## [Prompt]
Without the pictures, copy the entries below word for word.

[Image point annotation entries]
* * * * * * * * *
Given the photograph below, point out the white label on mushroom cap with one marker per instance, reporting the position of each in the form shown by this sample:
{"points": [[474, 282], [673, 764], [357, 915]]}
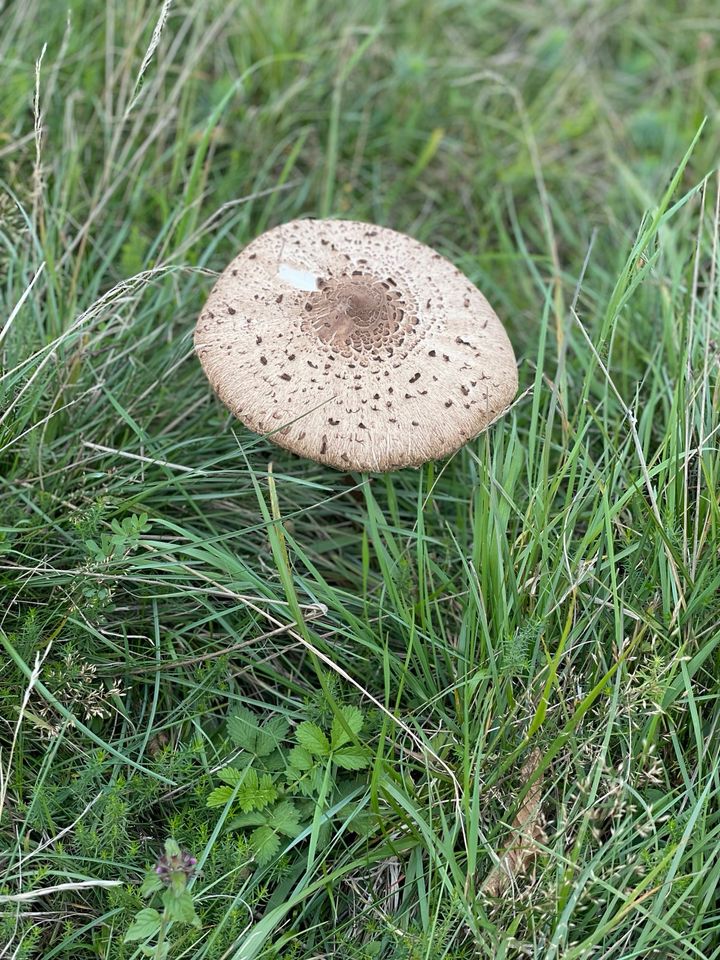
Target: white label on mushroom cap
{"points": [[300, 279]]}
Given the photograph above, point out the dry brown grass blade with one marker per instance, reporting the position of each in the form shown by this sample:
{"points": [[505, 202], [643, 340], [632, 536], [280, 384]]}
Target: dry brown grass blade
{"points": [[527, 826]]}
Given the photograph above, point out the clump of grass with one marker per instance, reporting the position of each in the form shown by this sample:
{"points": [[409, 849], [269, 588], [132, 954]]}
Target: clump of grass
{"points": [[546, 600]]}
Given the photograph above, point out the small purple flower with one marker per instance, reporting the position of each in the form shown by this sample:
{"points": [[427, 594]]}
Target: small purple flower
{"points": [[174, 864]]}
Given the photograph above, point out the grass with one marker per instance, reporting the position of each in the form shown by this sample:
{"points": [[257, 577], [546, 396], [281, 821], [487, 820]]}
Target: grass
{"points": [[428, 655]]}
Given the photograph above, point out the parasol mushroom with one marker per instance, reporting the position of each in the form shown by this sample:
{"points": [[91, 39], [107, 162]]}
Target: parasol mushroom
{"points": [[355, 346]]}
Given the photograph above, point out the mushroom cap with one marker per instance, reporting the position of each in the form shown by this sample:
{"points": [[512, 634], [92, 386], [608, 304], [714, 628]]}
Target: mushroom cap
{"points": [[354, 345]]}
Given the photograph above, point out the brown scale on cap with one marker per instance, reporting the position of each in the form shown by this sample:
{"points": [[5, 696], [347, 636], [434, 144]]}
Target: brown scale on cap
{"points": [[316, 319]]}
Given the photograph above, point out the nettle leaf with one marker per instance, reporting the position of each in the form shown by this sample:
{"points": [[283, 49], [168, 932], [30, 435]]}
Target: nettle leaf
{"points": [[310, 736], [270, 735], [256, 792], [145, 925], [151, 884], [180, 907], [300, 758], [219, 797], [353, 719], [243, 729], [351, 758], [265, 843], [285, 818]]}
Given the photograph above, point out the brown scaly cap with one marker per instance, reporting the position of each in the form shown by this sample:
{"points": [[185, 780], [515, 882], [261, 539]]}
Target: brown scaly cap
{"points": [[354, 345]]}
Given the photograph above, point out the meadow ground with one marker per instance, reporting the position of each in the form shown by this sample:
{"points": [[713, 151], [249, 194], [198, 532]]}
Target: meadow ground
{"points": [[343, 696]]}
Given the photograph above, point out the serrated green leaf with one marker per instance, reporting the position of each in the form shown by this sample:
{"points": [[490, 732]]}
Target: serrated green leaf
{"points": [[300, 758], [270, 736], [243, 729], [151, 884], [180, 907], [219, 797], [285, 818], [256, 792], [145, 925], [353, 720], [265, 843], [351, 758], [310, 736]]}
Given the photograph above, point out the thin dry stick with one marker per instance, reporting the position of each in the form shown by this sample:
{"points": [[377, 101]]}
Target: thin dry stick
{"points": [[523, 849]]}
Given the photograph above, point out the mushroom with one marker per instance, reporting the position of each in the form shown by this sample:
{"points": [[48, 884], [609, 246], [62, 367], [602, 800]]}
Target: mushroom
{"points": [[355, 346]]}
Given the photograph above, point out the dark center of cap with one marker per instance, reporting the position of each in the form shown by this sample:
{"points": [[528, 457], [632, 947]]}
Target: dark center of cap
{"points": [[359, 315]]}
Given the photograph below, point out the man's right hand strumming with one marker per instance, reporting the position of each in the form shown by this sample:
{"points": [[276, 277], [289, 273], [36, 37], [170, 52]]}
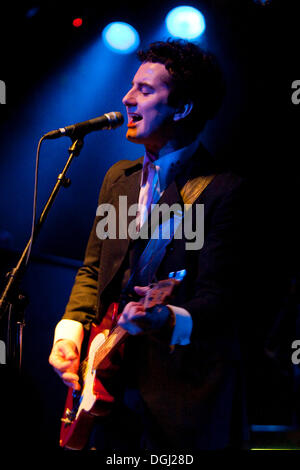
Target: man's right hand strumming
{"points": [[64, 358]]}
* * * * * * * * *
## [Reply]
Given the photograph below, point out the white label on mushroom cap with one marker per instance, reporting the position of each in the form shown by this sample:
{"points": [[474, 282], [673, 764], [357, 915]]}
Target: white label on mushroom cap
{"points": [[300, 279]]}
Given the photograph above, point out the dry brown grass blade with one marker per instance, reporting the position of each in the form shown by this sample:
{"points": [[505, 202], [643, 340], [632, 536], [280, 384]]}
Target: dry brown grass blade
{"points": [[527, 826]]}
Given the photograph above, point out the clump of grass with one marker per instance, reporting the position of each in the form shown by this sample:
{"points": [[409, 849], [269, 588], [132, 954]]}
Target: clump of grass
{"points": [[546, 600]]}
Given the photograph above, point out the small purple flower with one marker per instance, reporting the position of each in the form shown by this sample:
{"points": [[427, 594]]}
Target: small purple flower
{"points": [[174, 864]]}
Given the photograph above, point out the grass with one marker per instance, reporting the position of each in the form shown by this sample:
{"points": [[257, 577], [546, 396], [281, 821], [487, 820]]}
Target: grass
{"points": [[428, 655]]}
Given the photograph above, point out the parasol mushroom with one marker per instance, reporting the position of each in the form shown by this sample:
{"points": [[91, 39], [107, 162]]}
Target: parasol mushroom
{"points": [[355, 346]]}
Given the photograph above, point out the mushroom cap with one marker per instance, reporting the position of each in the form shown by this sample:
{"points": [[512, 634], [92, 386], [608, 304], [714, 628]]}
Target: mushroom cap
{"points": [[354, 345]]}
Given the photograph above, point out the brown scale on cap with one marker per instance, reporting the position of each in the form shown by this sample:
{"points": [[5, 696], [347, 636], [434, 144]]}
Target: brown scale on cap
{"points": [[316, 319]]}
Given the photograph above, point out the nettle leaf with one marker per instance, reporting the position of each in the form shown by this sample:
{"points": [[283, 49], [168, 932], [30, 435]]}
Target: nettle leaf
{"points": [[310, 736], [270, 735], [256, 792], [145, 925], [151, 884], [180, 907], [300, 758], [219, 797], [353, 719], [243, 729], [351, 758], [265, 843], [285, 818]]}
Given the photograph above, point out the brown scaly cap with one marker per instance, reporting the position of each in the form shown by this sample:
{"points": [[185, 780], [515, 882], [261, 539]]}
Target: brown scaly cap
{"points": [[354, 345]]}
Given the photograph above, point out the meadow ground with one marker per instance, reporting the position of each in the form shown by this sample:
{"points": [[713, 151], [249, 194], [198, 532]]}
Target: meadow ground
{"points": [[343, 696]]}
Given the photograph above, point out the serrated green leaf with one marker per instance, reporting the position of each in the form shown by this sample:
{"points": [[490, 732]]}
Target: serrated green leaf
{"points": [[300, 758], [270, 736], [243, 729], [151, 884], [180, 907], [219, 797], [285, 818], [256, 792], [145, 925], [353, 720], [265, 843], [351, 758], [310, 736]]}
Given the photograph above, point out the thin dry stick with one marker per instance, reporting the position of each in the form shown by this sample:
{"points": [[377, 101]]}
Target: thin dry stick
{"points": [[523, 849]]}
Given the photograph above, point out the mushroom with one marker per instance, reporting the position of each in the form shown by this sample:
{"points": [[48, 884], [609, 246], [62, 367], [602, 800]]}
Target: mushroom
{"points": [[355, 346]]}
Given the photograph above, point out the dark center of cap with one marker per instance, reporting the position of each in the form shown by this sample:
{"points": [[528, 457], [632, 947]]}
Target: dark center of cap
{"points": [[359, 315]]}
Given the photograph below, point out the man's right hand strumming with one marker per instance, reporting the position of each in the form shown by this sample:
{"points": [[276, 277], [289, 273], [36, 37], [170, 52]]}
Target: man's right hand strumming
{"points": [[64, 358]]}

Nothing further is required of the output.